::: RECORDS TO USE

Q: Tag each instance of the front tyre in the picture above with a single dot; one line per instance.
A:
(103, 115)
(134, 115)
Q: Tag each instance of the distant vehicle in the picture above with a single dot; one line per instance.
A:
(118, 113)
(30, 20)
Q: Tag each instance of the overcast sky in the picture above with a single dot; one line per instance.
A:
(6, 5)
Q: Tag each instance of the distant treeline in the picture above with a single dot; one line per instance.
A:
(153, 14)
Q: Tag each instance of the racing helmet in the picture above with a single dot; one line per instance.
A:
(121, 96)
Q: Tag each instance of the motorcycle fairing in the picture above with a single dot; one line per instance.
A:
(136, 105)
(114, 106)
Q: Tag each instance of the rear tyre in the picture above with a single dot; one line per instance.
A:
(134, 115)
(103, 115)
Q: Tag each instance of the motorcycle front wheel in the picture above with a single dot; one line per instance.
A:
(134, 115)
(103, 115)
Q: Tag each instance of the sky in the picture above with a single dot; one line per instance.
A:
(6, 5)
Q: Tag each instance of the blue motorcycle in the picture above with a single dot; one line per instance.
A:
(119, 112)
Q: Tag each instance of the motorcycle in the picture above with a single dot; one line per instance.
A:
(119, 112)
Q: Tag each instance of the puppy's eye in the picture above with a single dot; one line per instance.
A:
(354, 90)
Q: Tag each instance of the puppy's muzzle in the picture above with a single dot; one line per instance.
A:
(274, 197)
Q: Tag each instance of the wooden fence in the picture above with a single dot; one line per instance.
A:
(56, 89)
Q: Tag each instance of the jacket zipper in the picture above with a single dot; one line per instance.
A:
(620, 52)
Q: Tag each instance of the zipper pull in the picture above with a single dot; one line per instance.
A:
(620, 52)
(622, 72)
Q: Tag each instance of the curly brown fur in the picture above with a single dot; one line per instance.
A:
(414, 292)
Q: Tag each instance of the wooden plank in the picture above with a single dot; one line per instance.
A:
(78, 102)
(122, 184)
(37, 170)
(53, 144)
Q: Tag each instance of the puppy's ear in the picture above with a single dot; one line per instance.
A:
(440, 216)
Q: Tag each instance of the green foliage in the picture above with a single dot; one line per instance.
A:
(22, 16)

::::::

■ **WHAT IS REQUIRED**
Each line in the records above must be returned exactly as it stands.

■ **OUTPUT**
Q: Tag each instance of the front tyre in the picture above with a single dot; one line per instance.
A:
(103, 115)
(134, 115)
Q: Tag each instance of the distant vehicle in the picture above with a single dot; one line per instance.
A:
(118, 113)
(30, 20)
Q: Tag each instance of the overcast sky in the picture above with a single dot; one line per instance.
A:
(6, 5)
Q: Tag each instance of the distant treeline in the picture above with a single dot; one line per instance.
A:
(153, 14)
Q: Tag each instance of the racing helmet in the picture above with a single dot; one line per instance.
A:
(121, 96)
Q: Tag each instance of the motorcycle fairing in the picture above with a single dot; one line per instance.
A:
(136, 105)
(114, 106)
Q: Tag each instance of the rear tyre in the picture above with a single dot; one line per instance.
A:
(134, 115)
(103, 115)
Q: Tag each instance of the motorcycle front wheel in the picture above with a single dot; one line per instance.
A:
(134, 115)
(103, 115)
Q: Tag each instance of the sky in the picture above with a single dot; one line per instance.
A:
(6, 5)
Q: Tag each instance of the blue motorcycle in the picture above with a single dot; one line per instance.
A:
(119, 112)
Q: Tag each instance of the motorcycle in the picture above with a single dot; one line per instance.
A:
(119, 112)
Q: Tag each instance of the puppy's eye in the picture above with a single dot; one line per instance.
A:
(354, 90)
Q: Tag each instance of the puppy's muzzle in the picture above with a single dot; one line per instance.
A:
(274, 197)
Q: Tag each instance of the wooden fence in the picture above with a single dot; one line per instance.
A:
(56, 89)
Q: Tag each instance of the jacket zipper in the picture above with a single dot; one line per instance.
A:
(620, 52)
Q: Tag each instance of the zipper pull in the picture above with a single dot; one line per instance.
A:
(620, 52)
(622, 72)
Q: Tag each instance of the curly brown fur in the picture above with a single dot; one line per instance.
A:
(414, 292)
Q: Tag each instance of the wooden plank in the picture above with a single dot; one line per instance.
A:
(78, 102)
(122, 184)
(37, 170)
(53, 144)
Q: Tag each instance of the puppy's ear in the picture above with a single dot; one line per instance.
A:
(440, 216)
Q: Tag each instance of the green foliage in the picture above with a single dot; one line per instance.
A:
(22, 16)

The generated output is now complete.